Texto para análise =>
Por outro lado, sob a perspectiva das mudanças climáticas, a Amazônia guarda cerca de 150 bilhões de toneladas de CO2 em seus ecossistemas, quase cinco vezes o total das emissões globais de gases efeito estufa. A Amazônia é também o grande ar-condicionado e caixa d´água regional e tem um papel fundamental para o regime de chuvas de todo o mundo, especialmente da América do Sul.
Os debates da ONU em Cali enfatizaram a necessidade de estancar e começar a reverter a destruição da natureza. As pesquisas científicas mostram cada vez mais a importância da biodiversidade nativa para manter a produção de alimentos. Sem as abelhas e outros polinizadores, a produção de alimentos sofre sérios prejuízos. Sem os pássaros e outros predadores naturais, os cultivos ficam muito mais vulneráveis a pragas e doenças, aumentando a necessidade de agroquímicos, com consequente aumento de custos e contaminação de alimentos. Em outras palavras, conservar a biodiversidade é bom para o bolso e para a saúde das pessoas.
Os debates que ocorrerão em Belém colocarão no centro das atenções as chamadas "soluções baseadas na natureza". Primeiro, são soluções 5 a 10 vezes mais baratas do que soluções baseadas em processos industriais. Além disso, as soluções baseadas na natureza trazem cobenefícios como a manutenção dos regimes de chuvas, a conservação da biodiversidade e a geração de emprego e renda, especialmente para os mais pobres.

Amostra de dados =>

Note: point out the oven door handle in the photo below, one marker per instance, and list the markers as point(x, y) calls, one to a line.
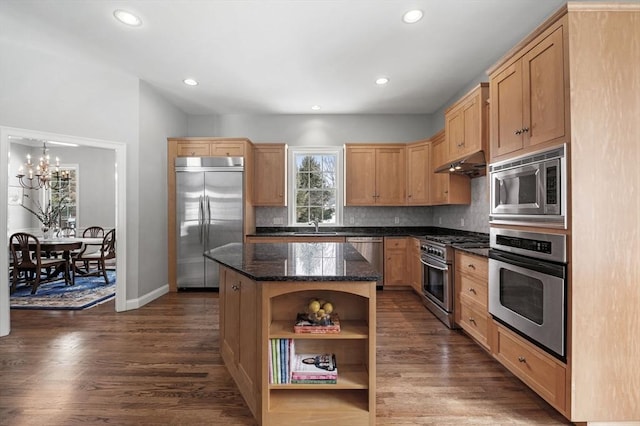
point(430, 265)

Tarefas a realizar =>
1. No texto sobre a Amazônia, reescreva tudo desde "Os debates da" até "saúde das pessoas.", trocando "agroquímicos" por "pesticidas".
2. Segundo o texto sobre a Amazônia, quanto CO2 a floresta guarda em seus ecossistemas?
3. Prossiga com o texto sobre a Amazônia a partir do ponto em que ele termina.

Respostas do exercício =>
1.
Os debates da ONU em Cali enfatizaram a necessidade de estancar e começar a reverter a destruição da natureza. As pesquisas científicas mostram cada vez mais a importância da biodiversidade nativa para manter a produção de alimentos. Sem as abelhas e outros polinizadores, a produção de alimentos sofre sérios prejuízos. Sem os pássaros e outros predadores naturais, os cultivos ficam muito mais vulneráveis a pragas e doenças, aumentando a necessidade de pesticidas, com consequente aumento de custos e contaminação de alimentos. Em outras palavras, conservar a biodiversidade é bom para o bolso e para a saúde das pessoas.

2. Cerca de 150 bilhões de toneladas de CO2.

3.
A convergência das agendas de Cali e Belém é cada vez mais óbvia. O chamado do papa Francisco por uma mudança de nossas economias na direção de uma transformação ecológica é urgente. Esse chamado, sintetizado na Encíclica Laudato Si, em 2015, é mais atual do que nunca. E as evidências científicas são cada vez mais claras sobre a necessidade de cuidar melhor da natureza, que é a base de sustentação da vida no planeta Terra.
As duas Convenções apontam para a necessidade de mudar o rumo das nossas economias e dos nossos modos de vida. É necessária uma transição ecológica para uma economia que beneficie a natureza, o clima e as pessoas. O mundo precisa urgentemente fazer a transição dos combustíveis fósseis, estancar e reverter a degradação da natureza, garantir a segurança alimentar e alcançar os Objetivos de Desenvolvimento Sustentável da ONU.
Uma carta de lideranças globais, lançada durante a COP16, representando empresas, investidores, cientistas, povos indígenas, jovens e organizações da sociedade civil, conclamou os anfitriões da COP16 e da COP30, Colômbia e Brasil, a forjarem uma parceria duradoura, guiar o mundo no enfrentamento das mudanças climáticas e da proteção da natureza.
Do ponto de vista prático, os governos de todo o mundo deverão atualizar suas NDCs (Contribuições Nacionalmente Determinadas), que devem ser entregues até fevereiro de 2025. Esses planos nacionais de ação climática devem priorizar as soluções baseadas na natureza e colocar a Amazônia na centralidade do debate internacional.
Há alguns anos cunhei uma analogia provocativa: a Amazônia é importante demais para colapsar. Os bancos de Wall Street foram considerados grandes demais para colapsarem na crise de 2008. Isso justificou os governos a prover pacotes de ajuda que inicialmente estavam estimados em cerca de US$ 700 bilhões, mas alcançaram mais de US$ 2 trilhões. Seria a Amazônia menos importante do que os bancos para o futuro da humanidade?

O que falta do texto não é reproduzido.